Your objective:
Please output only the lines that run from the line containing "Question 4: What bounding box encloses the light" through the end of the material below, exactly.

____

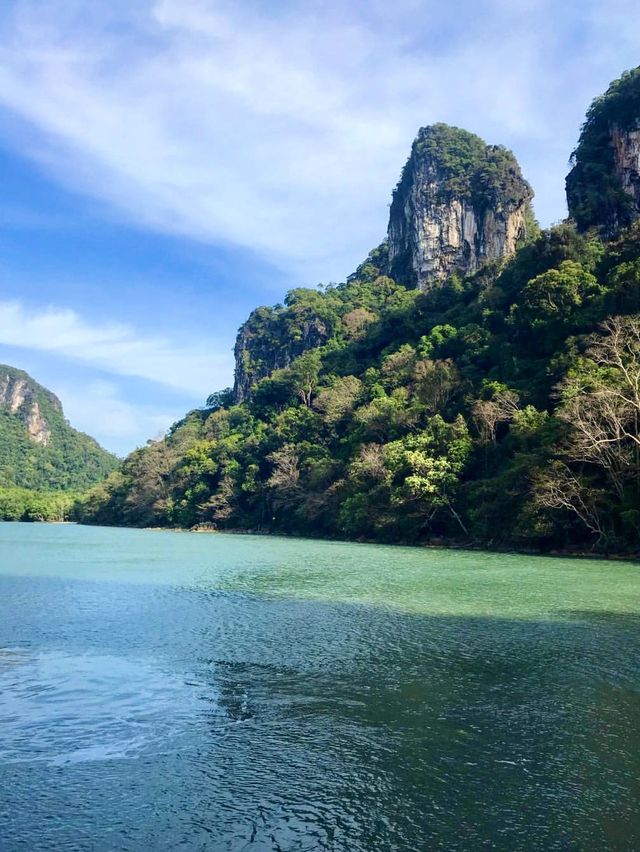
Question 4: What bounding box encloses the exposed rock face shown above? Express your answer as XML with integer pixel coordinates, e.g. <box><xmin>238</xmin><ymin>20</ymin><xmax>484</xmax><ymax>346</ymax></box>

<box><xmin>566</xmin><ymin>68</ymin><xmax>640</xmax><ymax>238</ymax></box>
<box><xmin>611</xmin><ymin>126</ymin><xmax>640</xmax><ymax>205</ymax></box>
<box><xmin>0</xmin><ymin>368</ymin><xmax>62</xmax><ymax>447</ymax></box>
<box><xmin>388</xmin><ymin>124</ymin><xmax>533</xmax><ymax>290</ymax></box>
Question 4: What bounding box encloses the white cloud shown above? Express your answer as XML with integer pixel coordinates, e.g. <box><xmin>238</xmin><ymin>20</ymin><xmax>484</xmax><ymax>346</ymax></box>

<box><xmin>0</xmin><ymin>0</ymin><xmax>640</xmax><ymax>283</ymax></box>
<box><xmin>0</xmin><ymin>0</ymin><xmax>640</xmax><ymax>286</ymax></box>
<box><xmin>52</xmin><ymin>380</ymin><xmax>184</xmax><ymax>455</ymax></box>
<box><xmin>0</xmin><ymin>301</ymin><xmax>232</xmax><ymax>400</ymax></box>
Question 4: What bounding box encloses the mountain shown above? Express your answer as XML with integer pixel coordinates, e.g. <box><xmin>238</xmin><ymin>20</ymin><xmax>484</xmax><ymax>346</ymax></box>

<box><xmin>567</xmin><ymin>68</ymin><xmax>640</xmax><ymax>237</ymax></box>
<box><xmin>0</xmin><ymin>364</ymin><xmax>118</xmax><ymax>491</ymax></box>
<box><xmin>388</xmin><ymin>124</ymin><xmax>535</xmax><ymax>290</ymax></box>
<box><xmin>79</xmin><ymin>69</ymin><xmax>640</xmax><ymax>552</ymax></box>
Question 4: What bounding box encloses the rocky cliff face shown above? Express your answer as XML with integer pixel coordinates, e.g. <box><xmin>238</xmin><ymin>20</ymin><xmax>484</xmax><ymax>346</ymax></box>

<box><xmin>0</xmin><ymin>364</ymin><xmax>118</xmax><ymax>491</ymax></box>
<box><xmin>0</xmin><ymin>368</ymin><xmax>62</xmax><ymax>447</ymax></box>
<box><xmin>566</xmin><ymin>68</ymin><xmax>640</xmax><ymax>238</ymax></box>
<box><xmin>611</xmin><ymin>126</ymin><xmax>640</xmax><ymax>206</ymax></box>
<box><xmin>388</xmin><ymin>124</ymin><xmax>533</xmax><ymax>290</ymax></box>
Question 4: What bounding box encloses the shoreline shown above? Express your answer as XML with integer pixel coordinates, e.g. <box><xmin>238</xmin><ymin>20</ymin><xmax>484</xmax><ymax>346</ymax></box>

<box><xmin>0</xmin><ymin>521</ymin><xmax>640</xmax><ymax>563</ymax></box>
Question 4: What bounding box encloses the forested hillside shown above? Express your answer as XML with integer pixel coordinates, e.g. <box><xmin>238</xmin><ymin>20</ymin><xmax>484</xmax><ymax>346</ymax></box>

<box><xmin>0</xmin><ymin>365</ymin><xmax>118</xmax><ymax>520</ymax></box>
<box><xmin>79</xmin><ymin>69</ymin><xmax>640</xmax><ymax>552</ymax></box>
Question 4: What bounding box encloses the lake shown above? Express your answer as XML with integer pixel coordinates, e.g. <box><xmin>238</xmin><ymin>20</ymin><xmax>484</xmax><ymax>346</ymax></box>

<box><xmin>0</xmin><ymin>523</ymin><xmax>640</xmax><ymax>852</ymax></box>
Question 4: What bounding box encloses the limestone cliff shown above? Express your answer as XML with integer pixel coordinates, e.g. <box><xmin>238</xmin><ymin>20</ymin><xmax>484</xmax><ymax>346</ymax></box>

<box><xmin>0</xmin><ymin>365</ymin><xmax>118</xmax><ymax>491</ymax></box>
<box><xmin>0</xmin><ymin>367</ymin><xmax>62</xmax><ymax>447</ymax></box>
<box><xmin>566</xmin><ymin>68</ymin><xmax>640</xmax><ymax>237</ymax></box>
<box><xmin>388</xmin><ymin>124</ymin><xmax>533</xmax><ymax>290</ymax></box>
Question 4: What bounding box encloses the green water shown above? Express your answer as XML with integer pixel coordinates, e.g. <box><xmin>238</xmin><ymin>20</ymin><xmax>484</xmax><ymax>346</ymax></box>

<box><xmin>0</xmin><ymin>524</ymin><xmax>640</xmax><ymax>852</ymax></box>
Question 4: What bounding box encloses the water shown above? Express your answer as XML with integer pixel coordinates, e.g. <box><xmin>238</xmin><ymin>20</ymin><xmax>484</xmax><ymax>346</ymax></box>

<box><xmin>0</xmin><ymin>524</ymin><xmax>640</xmax><ymax>852</ymax></box>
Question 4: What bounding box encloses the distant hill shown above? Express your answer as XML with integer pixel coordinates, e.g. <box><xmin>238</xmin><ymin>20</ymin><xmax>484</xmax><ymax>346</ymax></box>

<box><xmin>0</xmin><ymin>364</ymin><xmax>118</xmax><ymax>491</ymax></box>
<box><xmin>78</xmin><ymin>67</ymin><xmax>640</xmax><ymax>556</ymax></box>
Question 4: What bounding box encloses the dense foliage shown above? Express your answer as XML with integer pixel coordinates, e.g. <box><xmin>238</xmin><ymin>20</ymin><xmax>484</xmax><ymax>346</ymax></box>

<box><xmin>0</xmin><ymin>366</ymin><xmax>118</xmax><ymax>491</ymax></box>
<box><xmin>0</xmin><ymin>488</ymin><xmax>78</xmax><ymax>521</ymax></box>
<box><xmin>567</xmin><ymin>68</ymin><xmax>640</xmax><ymax>235</ymax></box>
<box><xmin>79</xmin><ymin>216</ymin><xmax>640</xmax><ymax>550</ymax></box>
<box><xmin>394</xmin><ymin>124</ymin><xmax>533</xmax><ymax>215</ymax></box>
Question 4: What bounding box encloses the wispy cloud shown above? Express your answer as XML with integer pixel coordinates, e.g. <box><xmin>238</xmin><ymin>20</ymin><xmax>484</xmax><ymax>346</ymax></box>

<box><xmin>52</xmin><ymin>380</ymin><xmax>184</xmax><ymax>455</ymax></box>
<box><xmin>0</xmin><ymin>0</ymin><xmax>640</xmax><ymax>280</ymax></box>
<box><xmin>0</xmin><ymin>301</ymin><xmax>232</xmax><ymax>400</ymax></box>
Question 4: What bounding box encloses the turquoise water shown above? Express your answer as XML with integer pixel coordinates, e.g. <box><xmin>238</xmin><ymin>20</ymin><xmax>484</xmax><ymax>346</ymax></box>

<box><xmin>0</xmin><ymin>524</ymin><xmax>640</xmax><ymax>852</ymax></box>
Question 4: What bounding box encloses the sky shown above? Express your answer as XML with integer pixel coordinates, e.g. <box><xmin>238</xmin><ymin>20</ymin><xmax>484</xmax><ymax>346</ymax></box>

<box><xmin>0</xmin><ymin>0</ymin><xmax>640</xmax><ymax>455</ymax></box>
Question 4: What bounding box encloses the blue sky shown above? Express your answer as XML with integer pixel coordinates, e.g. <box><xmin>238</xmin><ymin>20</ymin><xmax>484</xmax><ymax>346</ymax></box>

<box><xmin>0</xmin><ymin>0</ymin><xmax>640</xmax><ymax>454</ymax></box>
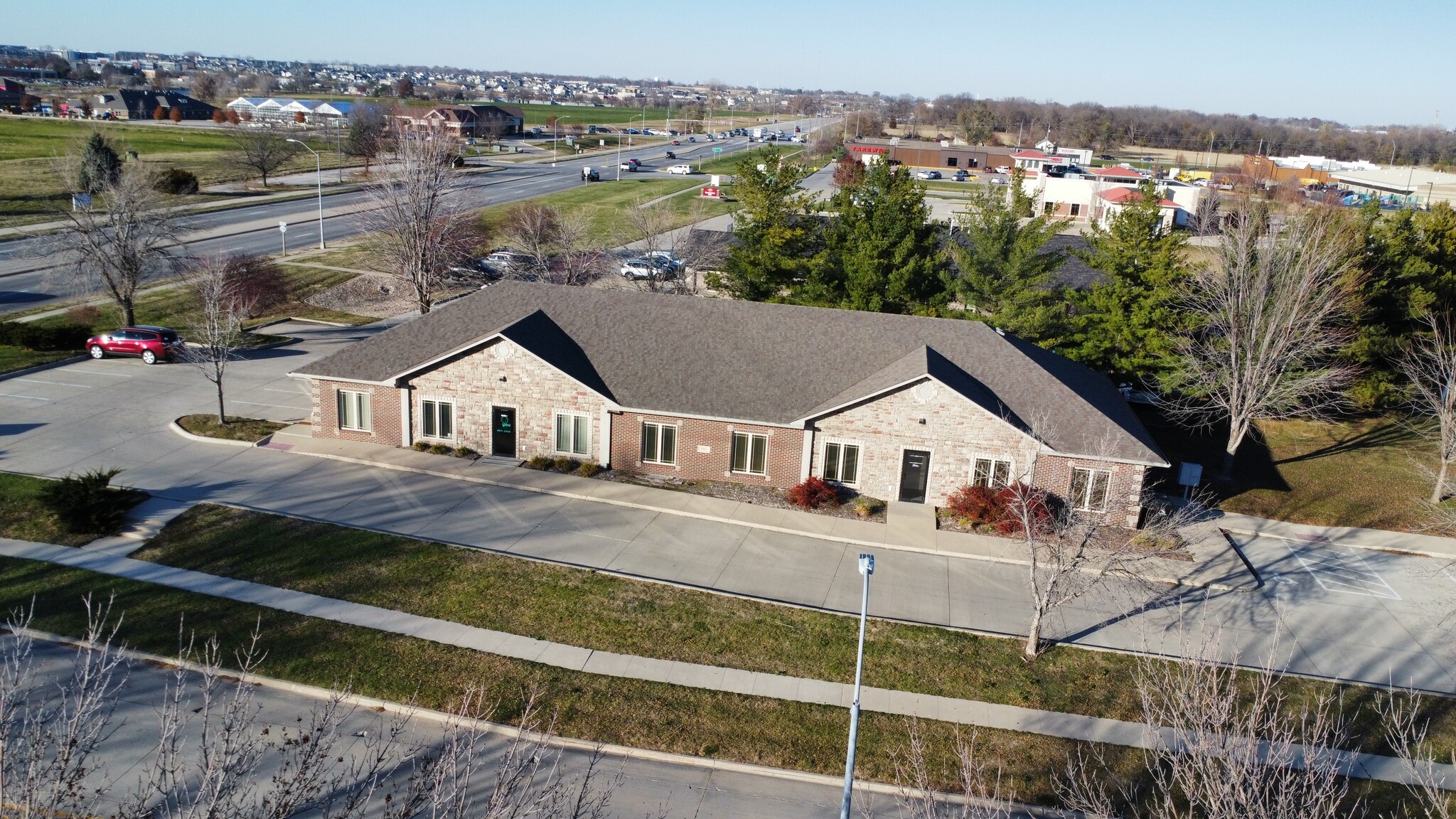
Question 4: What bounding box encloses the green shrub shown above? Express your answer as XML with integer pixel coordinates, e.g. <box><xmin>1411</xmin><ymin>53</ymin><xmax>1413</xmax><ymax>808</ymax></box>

<box><xmin>41</xmin><ymin>469</ymin><xmax>131</xmax><ymax>535</ymax></box>
<box><xmin>153</xmin><ymin>168</ymin><xmax>196</xmax><ymax>196</ymax></box>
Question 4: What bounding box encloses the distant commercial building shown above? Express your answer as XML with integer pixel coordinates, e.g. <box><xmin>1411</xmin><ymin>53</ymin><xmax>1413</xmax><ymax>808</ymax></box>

<box><xmin>92</xmin><ymin>89</ymin><xmax>217</xmax><ymax>119</ymax></box>
<box><xmin>1329</xmin><ymin>166</ymin><xmax>1456</xmax><ymax>207</ymax></box>
<box><xmin>227</xmin><ymin>96</ymin><xmax>354</xmax><ymax>125</ymax></box>
<box><xmin>399</xmin><ymin>105</ymin><xmax>525</xmax><ymax>137</ymax></box>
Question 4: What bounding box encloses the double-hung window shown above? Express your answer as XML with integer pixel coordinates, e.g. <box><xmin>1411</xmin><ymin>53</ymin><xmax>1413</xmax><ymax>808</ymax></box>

<box><xmin>338</xmin><ymin>389</ymin><xmax>370</xmax><ymax>433</ymax></box>
<box><xmin>642</xmin><ymin>424</ymin><xmax>677</xmax><ymax>465</ymax></box>
<box><xmin>971</xmin><ymin>458</ymin><xmax>1010</xmax><ymax>490</ymax></box>
<box><xmin>824</xmin><ymin>441</ymin><xmax>859</xmax><ymax>484</ymax></box>
<box><xmin>419</xmin><ymin>401</ymin><xmax>454</xmax><ymax>439</ymax></box>
<box><xmin>556</xmin><ymin>412</ymin><xmax>591</xmax><ymax>455</ymax></box>
<box><xmin>731</xmin><ymin>433</ymin><xmax>769</xmax><ymax>475</ymax></box>
<box><xmin>1071</xmin><ymin>468</ymin><xmax>1113</xmax><ymax>511</ymax></box>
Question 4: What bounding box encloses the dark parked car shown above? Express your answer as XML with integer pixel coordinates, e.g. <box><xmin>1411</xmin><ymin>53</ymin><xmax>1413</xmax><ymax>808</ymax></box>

<box><xmin>86</xmin><ymin>325</ymin><xmax>182</xmax><ymax>364</ymax></box>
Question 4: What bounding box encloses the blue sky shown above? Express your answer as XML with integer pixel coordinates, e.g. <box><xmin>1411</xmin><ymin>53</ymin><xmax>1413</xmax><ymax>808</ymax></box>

<box><xmin>11</xmin><ymin>0</ymin><xmax>1456</xmax><ymax>127</ymax></box>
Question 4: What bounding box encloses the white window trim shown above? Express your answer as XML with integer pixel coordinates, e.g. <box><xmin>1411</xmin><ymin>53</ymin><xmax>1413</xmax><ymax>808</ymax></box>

<box><xmin>550</xmin><ymin>410</ymin><xmax>591</xmax><ymax>458</ymax></box>
<box><xmin>638</xmin><ymin>418</ymin><xmax>678</xmax><ymax>466</ymax></box>
<box><xmin>728</xmin><ymin>430</ymin><xmax>770</xmax><ymax>478</ymax></box>
<box><xmin>333</xmin><ymin>389</ymin><xmax>374</xmax><ymax>433</ymax></box>
<box><xmin>419</xmin><ymin>395</ymin><xmax>460</xmax><ymax>440</ymax></box>
<box><xmin>965</xmin><ymin>451</ymin><xmax>1018</xmax><ymax>487</ymax></box>
<box><xmin>818</xmin><ymin>439</ymin><xmax>865</xmax><ymax>488</ymax></box>
<box><xmin>1067</xmin><ymin>465</ymin><xmax>1114</xmax><ymax>513</ymax></box>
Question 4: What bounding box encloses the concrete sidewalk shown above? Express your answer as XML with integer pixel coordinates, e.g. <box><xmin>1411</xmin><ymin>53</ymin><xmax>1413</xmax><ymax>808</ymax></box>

<box><xmin>264</xmin><ymin>424</ymin><xmax>1258</xmax><ymax>592</ymax></box>
<box><xmin>0</xmin><ymin>539</ymin><xmax>1433</xmax><ymax>790</ymax></box>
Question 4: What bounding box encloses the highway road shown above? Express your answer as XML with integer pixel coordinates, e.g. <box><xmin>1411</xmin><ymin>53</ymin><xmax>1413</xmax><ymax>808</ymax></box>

<box><xmin>0</xmin><ymin>119</ymin><xmax>831</xmax><ymax>315</ymax></box>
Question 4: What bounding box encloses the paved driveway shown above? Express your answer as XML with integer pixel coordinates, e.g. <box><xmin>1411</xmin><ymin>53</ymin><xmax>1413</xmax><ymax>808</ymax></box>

<box><xmin>0</xmin><ymin>323</ymin><xmax>1456</xmax><ymax>692</ymax></box>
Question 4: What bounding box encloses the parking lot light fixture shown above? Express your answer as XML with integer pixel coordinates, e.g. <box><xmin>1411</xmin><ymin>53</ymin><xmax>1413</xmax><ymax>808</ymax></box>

<box><xmin>289</xmin><ymin>139</ymin><xmax>325</xmax><ymax>251</ymax></box>
<box><xmin>839</xmin><ymin>554</ymin><xmax>875</xmax><ymax>819</ymax></box>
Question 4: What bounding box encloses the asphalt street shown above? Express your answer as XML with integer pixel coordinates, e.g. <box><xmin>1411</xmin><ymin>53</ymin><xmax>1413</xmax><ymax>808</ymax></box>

<box><xmin>3</xmin><ymin>636</ymin><xmax>955</xmax><ymax>819</ymax></box>
<box><xmin>0</xmin><ymin>119</ymin><xmax>825</xmax><ymax>315</ymax></box>
<box><xmin>0</xmin><ymin>318</ymin><xmax>1456</xmax><ymax>694</ymax></box>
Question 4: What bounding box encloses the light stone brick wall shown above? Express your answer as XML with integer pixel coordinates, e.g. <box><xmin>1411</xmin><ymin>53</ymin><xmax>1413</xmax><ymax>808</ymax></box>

<box><xmin>811</xmin><ymin>379</ymin><xmax>1039</xmax><ymax>504</ymax></box>
<box><xmin>409</xmin><ymin>340</ymin><xmax>604</xmax><ymax>462</ymax></box>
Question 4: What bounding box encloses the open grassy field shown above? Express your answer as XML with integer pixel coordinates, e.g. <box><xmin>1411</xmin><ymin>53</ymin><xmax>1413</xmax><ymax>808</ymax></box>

<box><xmin>0</xmin><ymin>115</ymin><xmax>351</xmax><ymax>226</ymax></box>
<box><xmin>1139</xmin><ymin>408</ymin><xmax>1434</xmax><ymax>532</ymax></box>
<box><xmin>132</xmin><ymin>504</ymin><xmax>1456</xmax><ymax>754</ymax></box>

____

Solution to this exercise:
Question 4: What bounding box encloses the light stone brick wall shown above? Express your answer as XML with integer pixel coordinates, e.g. <box><xmin>1411</xmin><ymin>53</ymin><xmax>1413</xmax><ymax>808</ymax></box>

<box><xmin>811</xmin><ymin>379</ymin><xmax>1039</xmax><ymax>504</ymax></box>
<box><xmin>409</xmin><ymin>340</ymin><xmax>604</xmax><ymax>462</ymax></box>
Question 4: What bounding box encloses the open grassy field shown above? Express your answer as XML with integer pixel coordinates, e.g. <box><xmin>1411</xmin><ymin>53</ymin><xmax>1413</xmax><ymax>808</ymax></box>

<box><xmin>0</xmin><ymin>115</ymin><xmax>351</xmax><ymax>226</ymax></box>
<box><xmin>1139</xmin><ymin>408</ymin><xmax>1434</xmax><ymax>532</ymax></box>
<box><xmin>132</xmin><ymin>504</ymin><xmax>1456</xmax><ymax>754</ymax></box>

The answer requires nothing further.